**Work request**.
Where a line in the listing below contains the word "green", copy that line.

**Records for the task**.
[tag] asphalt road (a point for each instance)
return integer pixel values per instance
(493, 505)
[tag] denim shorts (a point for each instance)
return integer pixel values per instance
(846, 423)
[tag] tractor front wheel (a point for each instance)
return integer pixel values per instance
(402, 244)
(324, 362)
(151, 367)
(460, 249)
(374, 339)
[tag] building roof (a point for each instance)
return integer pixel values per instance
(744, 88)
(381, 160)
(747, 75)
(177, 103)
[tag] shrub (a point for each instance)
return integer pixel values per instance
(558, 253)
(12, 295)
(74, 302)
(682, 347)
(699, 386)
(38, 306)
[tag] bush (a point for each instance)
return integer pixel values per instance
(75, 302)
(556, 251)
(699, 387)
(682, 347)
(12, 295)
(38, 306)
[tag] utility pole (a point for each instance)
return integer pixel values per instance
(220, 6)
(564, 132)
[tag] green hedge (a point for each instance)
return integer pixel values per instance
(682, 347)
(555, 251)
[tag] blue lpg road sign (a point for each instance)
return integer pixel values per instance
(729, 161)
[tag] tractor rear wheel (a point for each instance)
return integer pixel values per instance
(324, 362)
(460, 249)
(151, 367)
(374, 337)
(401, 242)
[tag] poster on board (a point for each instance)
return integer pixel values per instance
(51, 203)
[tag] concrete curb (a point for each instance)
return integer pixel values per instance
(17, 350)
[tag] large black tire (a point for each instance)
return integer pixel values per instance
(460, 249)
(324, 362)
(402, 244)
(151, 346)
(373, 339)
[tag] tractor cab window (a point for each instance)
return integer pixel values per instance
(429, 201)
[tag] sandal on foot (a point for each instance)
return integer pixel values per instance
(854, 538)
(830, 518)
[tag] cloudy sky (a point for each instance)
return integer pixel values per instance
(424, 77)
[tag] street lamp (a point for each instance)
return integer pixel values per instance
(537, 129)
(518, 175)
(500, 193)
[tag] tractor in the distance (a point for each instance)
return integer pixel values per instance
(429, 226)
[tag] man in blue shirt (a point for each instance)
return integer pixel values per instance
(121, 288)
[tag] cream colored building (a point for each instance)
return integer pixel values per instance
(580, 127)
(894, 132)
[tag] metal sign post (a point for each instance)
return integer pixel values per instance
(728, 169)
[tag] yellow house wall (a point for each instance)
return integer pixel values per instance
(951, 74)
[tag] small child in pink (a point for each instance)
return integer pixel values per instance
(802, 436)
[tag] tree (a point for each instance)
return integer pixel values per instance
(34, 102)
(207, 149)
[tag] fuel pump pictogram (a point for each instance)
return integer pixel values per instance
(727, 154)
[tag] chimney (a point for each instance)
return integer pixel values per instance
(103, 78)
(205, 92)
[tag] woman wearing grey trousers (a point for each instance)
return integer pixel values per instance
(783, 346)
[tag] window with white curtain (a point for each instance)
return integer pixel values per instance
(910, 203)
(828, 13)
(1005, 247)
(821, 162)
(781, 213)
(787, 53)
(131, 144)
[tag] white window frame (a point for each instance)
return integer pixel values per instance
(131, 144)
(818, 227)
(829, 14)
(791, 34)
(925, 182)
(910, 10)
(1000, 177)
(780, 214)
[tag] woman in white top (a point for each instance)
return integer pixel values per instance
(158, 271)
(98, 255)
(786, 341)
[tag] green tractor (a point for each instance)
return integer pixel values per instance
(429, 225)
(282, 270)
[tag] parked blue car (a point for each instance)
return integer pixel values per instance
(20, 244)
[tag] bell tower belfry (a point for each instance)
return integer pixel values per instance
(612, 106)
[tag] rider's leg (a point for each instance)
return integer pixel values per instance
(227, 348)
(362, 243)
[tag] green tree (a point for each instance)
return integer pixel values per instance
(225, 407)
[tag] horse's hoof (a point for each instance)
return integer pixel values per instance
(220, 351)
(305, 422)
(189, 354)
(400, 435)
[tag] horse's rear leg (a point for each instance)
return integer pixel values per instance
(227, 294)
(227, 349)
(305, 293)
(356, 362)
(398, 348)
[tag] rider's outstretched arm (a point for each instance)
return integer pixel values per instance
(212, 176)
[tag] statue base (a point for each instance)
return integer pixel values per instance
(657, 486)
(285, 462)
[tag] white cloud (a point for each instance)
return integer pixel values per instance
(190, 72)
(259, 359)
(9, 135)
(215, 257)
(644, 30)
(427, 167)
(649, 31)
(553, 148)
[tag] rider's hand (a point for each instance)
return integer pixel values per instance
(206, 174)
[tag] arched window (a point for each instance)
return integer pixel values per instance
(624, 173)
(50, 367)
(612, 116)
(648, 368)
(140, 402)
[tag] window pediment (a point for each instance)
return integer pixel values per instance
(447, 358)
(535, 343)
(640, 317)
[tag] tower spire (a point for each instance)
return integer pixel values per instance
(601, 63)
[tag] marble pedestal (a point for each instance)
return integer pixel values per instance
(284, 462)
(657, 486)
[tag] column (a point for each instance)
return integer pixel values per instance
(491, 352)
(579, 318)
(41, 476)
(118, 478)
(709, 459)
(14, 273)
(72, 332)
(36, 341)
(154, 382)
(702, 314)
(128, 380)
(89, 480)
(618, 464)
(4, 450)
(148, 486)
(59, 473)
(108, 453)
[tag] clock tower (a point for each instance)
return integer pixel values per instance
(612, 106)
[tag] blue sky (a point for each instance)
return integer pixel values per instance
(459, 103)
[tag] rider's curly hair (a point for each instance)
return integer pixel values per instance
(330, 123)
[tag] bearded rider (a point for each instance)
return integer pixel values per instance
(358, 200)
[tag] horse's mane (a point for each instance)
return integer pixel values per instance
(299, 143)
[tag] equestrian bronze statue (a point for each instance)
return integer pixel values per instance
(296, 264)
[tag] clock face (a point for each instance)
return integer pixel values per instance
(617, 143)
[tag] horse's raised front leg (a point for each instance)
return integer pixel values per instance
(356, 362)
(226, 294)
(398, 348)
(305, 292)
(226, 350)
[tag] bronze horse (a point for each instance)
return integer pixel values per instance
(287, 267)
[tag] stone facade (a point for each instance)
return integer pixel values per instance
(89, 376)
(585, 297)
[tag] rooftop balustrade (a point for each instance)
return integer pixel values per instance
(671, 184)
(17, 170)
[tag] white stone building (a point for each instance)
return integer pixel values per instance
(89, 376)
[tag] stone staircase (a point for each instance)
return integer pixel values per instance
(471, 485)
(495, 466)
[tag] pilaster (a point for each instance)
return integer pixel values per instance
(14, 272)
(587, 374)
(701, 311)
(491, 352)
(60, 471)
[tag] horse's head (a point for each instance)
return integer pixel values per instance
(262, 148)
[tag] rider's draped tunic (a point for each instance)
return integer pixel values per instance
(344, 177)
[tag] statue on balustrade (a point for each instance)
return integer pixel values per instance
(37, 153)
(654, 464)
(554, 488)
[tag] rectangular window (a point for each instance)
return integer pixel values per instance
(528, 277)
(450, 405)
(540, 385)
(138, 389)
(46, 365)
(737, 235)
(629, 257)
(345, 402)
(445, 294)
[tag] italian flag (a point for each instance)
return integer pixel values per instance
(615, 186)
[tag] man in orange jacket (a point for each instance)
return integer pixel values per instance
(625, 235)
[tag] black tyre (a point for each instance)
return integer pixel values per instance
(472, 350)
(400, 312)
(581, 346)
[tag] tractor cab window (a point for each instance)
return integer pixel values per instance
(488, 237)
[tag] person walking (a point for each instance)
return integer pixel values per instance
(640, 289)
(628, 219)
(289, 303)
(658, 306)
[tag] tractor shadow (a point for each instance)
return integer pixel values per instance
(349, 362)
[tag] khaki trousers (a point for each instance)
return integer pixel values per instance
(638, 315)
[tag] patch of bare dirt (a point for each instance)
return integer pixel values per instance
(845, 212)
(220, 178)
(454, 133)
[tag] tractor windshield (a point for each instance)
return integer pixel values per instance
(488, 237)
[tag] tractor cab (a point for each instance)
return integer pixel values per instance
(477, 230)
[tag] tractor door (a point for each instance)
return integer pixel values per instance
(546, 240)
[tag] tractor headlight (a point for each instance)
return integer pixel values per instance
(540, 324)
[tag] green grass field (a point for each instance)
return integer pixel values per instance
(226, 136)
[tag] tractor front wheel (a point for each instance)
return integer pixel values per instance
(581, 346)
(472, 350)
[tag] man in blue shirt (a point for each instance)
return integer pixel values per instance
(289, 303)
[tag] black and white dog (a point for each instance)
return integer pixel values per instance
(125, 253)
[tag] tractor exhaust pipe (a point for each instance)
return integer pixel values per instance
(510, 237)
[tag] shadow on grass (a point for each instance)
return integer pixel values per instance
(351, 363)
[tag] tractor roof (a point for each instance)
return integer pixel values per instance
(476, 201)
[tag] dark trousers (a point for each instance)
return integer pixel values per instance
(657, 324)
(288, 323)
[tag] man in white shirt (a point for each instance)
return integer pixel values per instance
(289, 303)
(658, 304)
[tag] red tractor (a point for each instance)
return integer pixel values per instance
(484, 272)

**Problem solution**.
[tag] green hedge (a point for each instance)
[tag] green tractor (a point for each instance)
[tag] green tree (a point for each instance)
[tag] green grass field (a point for each instance)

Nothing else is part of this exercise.